» **Exercise**:
Please repeat the records word for word and skip the pictures.

» **Extracted records**:
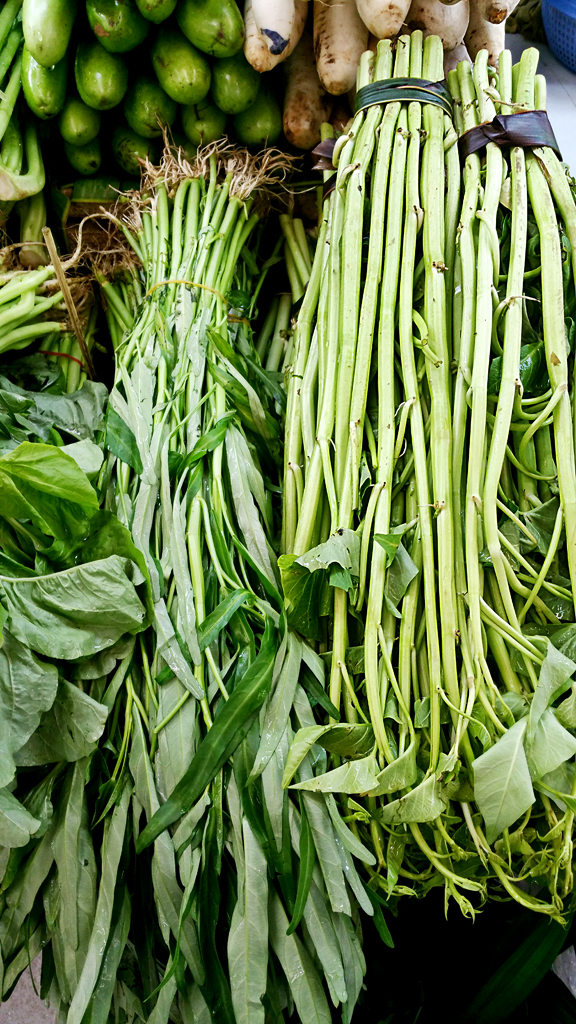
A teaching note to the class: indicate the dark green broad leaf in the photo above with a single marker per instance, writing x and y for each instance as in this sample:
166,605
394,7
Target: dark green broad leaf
318,694
342,549
540,522
28,688
519,974
42,483
532,370
302,592
353,776
552,682
231,725
74,613
16,824
353,741
399,578
98,1008
550,745
307,860
79,414
121,441
70,730
502,784
220,616
35,373
423,803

» **Written solution**:
A teaching note to the class: indicate the dark green broad leaf in the photo above with a single marker per instance, writing x and y for each instance as in this sample:
166,605
394,7
Target: dark green broad leaf
318,694
342,549
540,522
28,688
519,974
42,483
532,370
302,592
353,776
552,682
231,725
74,613
16,824
353,741
399,578
98,1008
550,745
307,860
79,414
121,441
70,730
502,784
220,616
35,373
423,803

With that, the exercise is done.